==== TASK DATA

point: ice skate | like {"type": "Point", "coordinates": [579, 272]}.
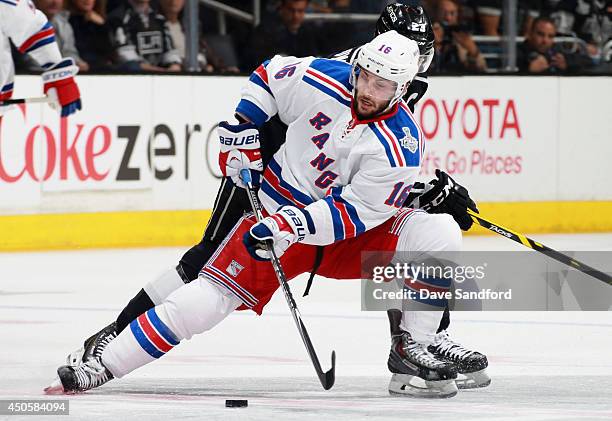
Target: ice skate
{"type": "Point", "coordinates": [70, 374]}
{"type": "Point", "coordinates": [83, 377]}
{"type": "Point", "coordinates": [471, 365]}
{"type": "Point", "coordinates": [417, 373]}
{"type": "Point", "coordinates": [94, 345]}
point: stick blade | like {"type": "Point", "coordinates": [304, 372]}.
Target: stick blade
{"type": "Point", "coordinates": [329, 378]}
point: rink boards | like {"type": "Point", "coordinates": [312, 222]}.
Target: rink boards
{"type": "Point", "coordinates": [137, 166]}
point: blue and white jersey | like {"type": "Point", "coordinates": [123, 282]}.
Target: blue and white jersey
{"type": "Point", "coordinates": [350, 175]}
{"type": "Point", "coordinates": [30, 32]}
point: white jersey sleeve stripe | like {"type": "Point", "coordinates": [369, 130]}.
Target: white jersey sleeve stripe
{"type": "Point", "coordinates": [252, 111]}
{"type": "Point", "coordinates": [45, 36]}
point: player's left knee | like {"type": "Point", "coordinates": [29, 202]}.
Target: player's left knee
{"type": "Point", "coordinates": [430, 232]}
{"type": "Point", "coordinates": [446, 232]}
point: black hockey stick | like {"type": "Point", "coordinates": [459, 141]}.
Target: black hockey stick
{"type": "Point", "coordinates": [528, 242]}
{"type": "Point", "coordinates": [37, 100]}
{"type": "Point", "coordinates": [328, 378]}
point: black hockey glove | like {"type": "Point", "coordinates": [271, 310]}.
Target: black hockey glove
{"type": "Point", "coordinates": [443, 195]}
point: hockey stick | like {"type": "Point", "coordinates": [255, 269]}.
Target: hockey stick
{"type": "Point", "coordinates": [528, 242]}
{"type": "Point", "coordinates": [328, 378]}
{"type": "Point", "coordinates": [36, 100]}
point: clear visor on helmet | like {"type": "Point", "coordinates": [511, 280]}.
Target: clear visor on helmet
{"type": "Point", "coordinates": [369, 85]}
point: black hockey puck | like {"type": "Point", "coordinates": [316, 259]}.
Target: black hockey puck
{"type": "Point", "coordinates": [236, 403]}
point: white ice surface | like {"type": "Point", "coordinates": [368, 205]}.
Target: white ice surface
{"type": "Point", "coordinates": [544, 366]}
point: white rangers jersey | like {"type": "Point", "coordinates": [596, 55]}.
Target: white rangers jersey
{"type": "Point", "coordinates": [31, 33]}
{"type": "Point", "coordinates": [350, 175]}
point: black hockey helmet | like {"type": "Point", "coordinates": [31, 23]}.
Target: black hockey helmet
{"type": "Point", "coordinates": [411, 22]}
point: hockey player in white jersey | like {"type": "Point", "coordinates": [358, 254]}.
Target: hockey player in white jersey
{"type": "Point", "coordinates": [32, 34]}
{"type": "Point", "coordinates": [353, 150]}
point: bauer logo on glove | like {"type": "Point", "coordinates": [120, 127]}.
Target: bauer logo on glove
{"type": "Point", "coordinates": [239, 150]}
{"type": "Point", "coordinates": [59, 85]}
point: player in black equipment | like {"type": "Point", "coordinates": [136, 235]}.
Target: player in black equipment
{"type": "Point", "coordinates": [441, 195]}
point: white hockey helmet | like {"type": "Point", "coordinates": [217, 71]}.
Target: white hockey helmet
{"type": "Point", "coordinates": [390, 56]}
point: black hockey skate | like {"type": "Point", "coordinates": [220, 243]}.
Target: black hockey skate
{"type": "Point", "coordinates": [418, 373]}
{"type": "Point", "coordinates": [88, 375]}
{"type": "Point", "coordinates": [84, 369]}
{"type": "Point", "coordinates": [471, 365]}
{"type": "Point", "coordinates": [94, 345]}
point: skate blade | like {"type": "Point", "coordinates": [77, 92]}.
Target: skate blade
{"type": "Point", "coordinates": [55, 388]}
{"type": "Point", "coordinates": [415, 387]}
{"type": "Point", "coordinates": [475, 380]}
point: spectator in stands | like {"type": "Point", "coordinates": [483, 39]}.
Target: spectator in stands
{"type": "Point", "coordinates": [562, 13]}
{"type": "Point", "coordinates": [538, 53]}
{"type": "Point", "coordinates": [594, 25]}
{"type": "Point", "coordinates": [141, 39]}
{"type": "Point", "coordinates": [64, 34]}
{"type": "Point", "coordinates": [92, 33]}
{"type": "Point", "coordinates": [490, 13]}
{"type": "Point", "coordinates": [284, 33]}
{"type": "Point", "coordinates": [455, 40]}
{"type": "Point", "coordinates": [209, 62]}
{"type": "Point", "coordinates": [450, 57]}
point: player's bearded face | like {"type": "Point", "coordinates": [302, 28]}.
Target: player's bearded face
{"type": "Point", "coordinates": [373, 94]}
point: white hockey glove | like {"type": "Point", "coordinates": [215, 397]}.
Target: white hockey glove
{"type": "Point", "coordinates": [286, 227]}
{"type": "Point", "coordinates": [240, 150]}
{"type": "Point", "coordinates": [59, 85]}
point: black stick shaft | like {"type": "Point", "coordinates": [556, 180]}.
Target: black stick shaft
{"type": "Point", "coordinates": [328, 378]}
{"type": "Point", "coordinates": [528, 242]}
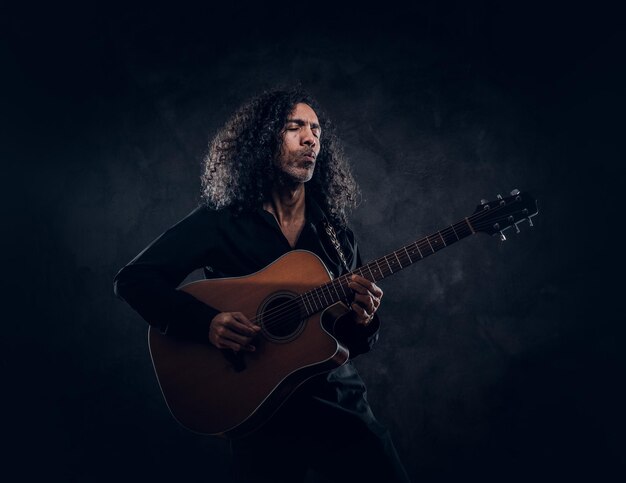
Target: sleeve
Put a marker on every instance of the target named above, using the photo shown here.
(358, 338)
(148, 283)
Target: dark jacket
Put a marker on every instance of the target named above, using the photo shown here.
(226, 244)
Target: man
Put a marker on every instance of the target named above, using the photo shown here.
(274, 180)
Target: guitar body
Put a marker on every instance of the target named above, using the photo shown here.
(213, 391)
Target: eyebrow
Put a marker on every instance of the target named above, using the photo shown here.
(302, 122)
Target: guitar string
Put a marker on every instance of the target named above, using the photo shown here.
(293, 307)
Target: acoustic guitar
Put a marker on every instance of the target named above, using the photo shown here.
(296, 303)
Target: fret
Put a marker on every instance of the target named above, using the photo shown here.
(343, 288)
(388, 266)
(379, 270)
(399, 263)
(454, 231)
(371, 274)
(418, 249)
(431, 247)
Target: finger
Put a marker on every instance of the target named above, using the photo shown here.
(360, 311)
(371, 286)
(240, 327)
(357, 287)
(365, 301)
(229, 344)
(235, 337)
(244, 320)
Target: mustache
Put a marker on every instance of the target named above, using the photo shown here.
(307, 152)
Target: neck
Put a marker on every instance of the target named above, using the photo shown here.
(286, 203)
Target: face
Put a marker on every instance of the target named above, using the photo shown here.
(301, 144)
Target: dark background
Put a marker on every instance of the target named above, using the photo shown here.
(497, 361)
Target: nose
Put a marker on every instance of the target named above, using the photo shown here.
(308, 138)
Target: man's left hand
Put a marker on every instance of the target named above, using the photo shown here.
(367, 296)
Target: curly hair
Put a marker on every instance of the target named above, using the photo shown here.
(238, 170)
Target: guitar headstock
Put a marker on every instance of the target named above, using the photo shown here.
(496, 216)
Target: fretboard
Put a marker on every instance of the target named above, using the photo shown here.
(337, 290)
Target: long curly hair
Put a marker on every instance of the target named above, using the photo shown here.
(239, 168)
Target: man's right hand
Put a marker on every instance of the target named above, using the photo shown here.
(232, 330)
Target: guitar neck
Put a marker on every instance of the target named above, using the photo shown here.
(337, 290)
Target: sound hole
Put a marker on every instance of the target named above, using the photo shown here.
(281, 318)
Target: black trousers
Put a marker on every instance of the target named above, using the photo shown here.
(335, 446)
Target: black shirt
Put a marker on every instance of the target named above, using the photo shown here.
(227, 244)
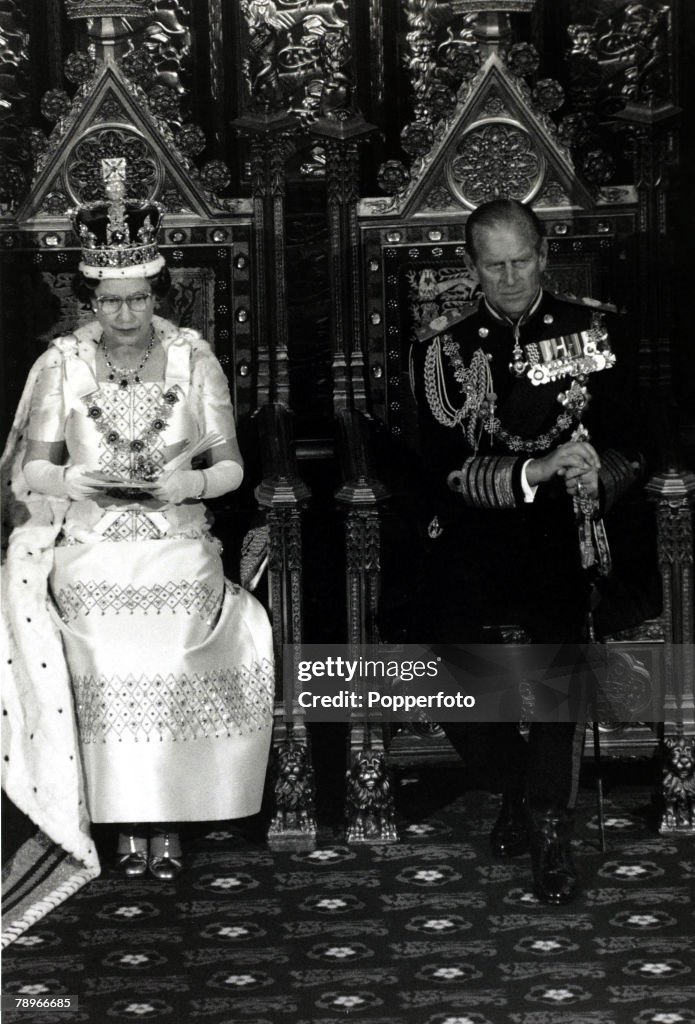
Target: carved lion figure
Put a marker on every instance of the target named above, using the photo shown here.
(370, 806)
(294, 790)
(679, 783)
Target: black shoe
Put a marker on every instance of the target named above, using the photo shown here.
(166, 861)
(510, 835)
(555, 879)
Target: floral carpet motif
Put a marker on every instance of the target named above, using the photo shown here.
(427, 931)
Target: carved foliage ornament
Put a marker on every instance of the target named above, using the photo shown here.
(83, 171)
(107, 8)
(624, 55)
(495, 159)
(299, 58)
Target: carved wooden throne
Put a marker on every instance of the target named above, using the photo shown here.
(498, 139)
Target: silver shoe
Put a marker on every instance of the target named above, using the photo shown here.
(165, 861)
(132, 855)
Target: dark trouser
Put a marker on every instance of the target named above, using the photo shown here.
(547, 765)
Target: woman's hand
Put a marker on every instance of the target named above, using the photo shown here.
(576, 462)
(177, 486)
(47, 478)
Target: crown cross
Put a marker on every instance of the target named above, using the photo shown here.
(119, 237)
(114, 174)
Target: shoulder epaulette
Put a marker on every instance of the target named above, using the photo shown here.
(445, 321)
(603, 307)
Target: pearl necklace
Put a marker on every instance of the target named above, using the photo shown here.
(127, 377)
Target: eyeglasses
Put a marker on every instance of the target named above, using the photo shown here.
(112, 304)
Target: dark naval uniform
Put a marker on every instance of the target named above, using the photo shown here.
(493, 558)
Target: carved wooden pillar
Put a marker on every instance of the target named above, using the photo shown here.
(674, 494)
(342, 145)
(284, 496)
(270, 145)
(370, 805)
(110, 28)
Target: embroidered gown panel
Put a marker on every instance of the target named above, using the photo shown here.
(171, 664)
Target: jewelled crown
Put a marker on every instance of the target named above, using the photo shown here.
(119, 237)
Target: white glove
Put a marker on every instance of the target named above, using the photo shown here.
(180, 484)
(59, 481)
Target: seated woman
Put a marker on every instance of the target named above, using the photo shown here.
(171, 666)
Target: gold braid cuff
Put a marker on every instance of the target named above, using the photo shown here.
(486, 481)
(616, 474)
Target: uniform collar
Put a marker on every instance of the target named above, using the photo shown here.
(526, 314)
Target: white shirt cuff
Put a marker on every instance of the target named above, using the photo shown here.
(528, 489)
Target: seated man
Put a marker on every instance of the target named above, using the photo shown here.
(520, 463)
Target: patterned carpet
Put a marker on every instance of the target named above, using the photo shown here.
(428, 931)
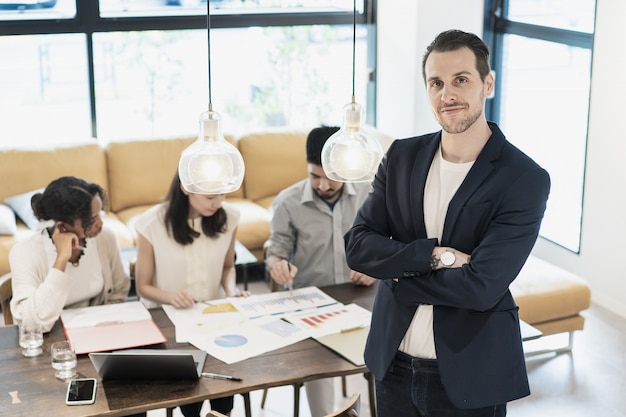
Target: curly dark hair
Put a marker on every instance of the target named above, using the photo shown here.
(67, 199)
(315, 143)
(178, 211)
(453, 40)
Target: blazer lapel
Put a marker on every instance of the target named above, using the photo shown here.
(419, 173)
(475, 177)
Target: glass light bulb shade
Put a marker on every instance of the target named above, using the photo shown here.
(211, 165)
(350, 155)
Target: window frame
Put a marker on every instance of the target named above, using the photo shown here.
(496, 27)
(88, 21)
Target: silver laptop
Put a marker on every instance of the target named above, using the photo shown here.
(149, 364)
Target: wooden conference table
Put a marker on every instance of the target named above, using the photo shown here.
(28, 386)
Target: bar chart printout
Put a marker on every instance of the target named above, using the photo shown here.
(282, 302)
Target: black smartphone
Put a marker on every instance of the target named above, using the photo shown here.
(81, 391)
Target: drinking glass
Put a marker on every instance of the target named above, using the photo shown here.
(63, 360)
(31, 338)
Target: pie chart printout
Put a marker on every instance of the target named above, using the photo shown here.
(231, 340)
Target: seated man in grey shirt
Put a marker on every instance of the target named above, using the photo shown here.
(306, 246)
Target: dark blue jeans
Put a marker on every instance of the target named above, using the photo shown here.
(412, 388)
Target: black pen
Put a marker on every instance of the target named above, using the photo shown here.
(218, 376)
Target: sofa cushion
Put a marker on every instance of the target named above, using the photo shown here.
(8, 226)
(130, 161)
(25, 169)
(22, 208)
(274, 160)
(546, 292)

========

▶ **TASK STATEMENT**: Give exactly the lines from the one with "Target: silver laptop" to the end of the entries, nothing before them.

▶ **SOLVED PROBLEM**:
Target: silver laptop
Put a marker on every instance of the target named above, using the photo shown here.
(149, 364)
Target: wooden conference table
Put a marker on every instance of the target named above, using the photo shown here.
(28, 386)
Target: bar chart printout
Put a marker on every instance of the target named above, using the photo shown here.
(282, 302)
Target: black smartphone
Put a marker on every instance of the target named above, using the photo shown here.
(81, 391)
Target: drinking glass
Put a marker on every instance of the target named above, using the photo shown here.
(63, 360)
(31, 338)
Target: pie chart printout
Put a marker on every instance of the target named above, using the photo shown here.
(231, 340)
Target: seated man in grey shirt
Put a marker on every instance of the target named above, using the photo shown here.
(306, 246)
Target: dark blue jeans
Put a marker on every instance of the target named above, using the photo shown here.
(412, 388)
Target: black pen
Put a marker on every instance of the target named above, using the photo shown here.
(218, 376)
Target: sofa cushion
Put a marker on every instance of the target named above, using the photo shown here.
(8, 226)
(130, 161)
(25, 169)
(22, 208)
(274, 160)
(546, 292)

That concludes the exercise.